◆ Task brief
Could you rewrite the entries from the line with "Reviewer note: confirm that every instance of the yellow" up to and including the last entry, replacing "keypoint" with "marker" and changing nothing else?

◆ Data provided
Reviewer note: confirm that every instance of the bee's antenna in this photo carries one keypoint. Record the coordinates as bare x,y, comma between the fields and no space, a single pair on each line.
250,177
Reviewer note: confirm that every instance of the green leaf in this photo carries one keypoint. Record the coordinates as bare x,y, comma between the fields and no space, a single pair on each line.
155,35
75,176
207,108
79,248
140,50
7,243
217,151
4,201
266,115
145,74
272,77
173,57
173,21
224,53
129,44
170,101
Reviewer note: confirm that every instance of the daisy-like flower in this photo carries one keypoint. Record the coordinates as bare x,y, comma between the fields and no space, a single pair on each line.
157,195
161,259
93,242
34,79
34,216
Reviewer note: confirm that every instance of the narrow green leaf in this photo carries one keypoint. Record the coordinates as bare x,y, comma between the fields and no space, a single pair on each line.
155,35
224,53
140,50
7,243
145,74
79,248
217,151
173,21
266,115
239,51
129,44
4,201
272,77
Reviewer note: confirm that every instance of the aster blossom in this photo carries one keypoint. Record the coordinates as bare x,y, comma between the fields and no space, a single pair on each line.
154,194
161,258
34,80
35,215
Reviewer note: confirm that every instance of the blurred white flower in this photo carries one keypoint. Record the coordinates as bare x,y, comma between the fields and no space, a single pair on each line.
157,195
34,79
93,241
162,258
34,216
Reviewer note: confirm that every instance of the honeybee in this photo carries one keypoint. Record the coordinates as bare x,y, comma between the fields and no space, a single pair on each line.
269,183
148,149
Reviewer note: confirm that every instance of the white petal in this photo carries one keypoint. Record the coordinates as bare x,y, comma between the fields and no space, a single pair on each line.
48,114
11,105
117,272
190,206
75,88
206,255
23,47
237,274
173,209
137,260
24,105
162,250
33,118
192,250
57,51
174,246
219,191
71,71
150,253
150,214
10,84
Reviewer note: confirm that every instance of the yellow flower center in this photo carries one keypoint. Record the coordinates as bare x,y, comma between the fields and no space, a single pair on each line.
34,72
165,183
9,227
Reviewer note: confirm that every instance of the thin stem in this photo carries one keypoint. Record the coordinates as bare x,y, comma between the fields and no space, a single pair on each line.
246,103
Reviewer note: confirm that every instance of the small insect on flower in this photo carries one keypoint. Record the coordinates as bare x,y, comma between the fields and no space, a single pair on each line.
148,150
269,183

◆ Problem solution
Reviewer note: confirm that every instance of the yellow flower center in this photo carries one marker. Record the coordinates as bare x,y, comma between the fields and no space, a single pair on each line.
34,72
165,183
9,227
Reviewer note: confirm that every instance of the thin stem in this photo carries one marker. Record the coordinates as bare x,y, comma between the fields and no space, a single pair on each line.
246,103
Reviewer note: confirm that every instance of the small insect on flower in this photo carries one marker. Record the coordinates as bare x,y, comma between the fields and no space, a single pair on each line.
148,150
269,183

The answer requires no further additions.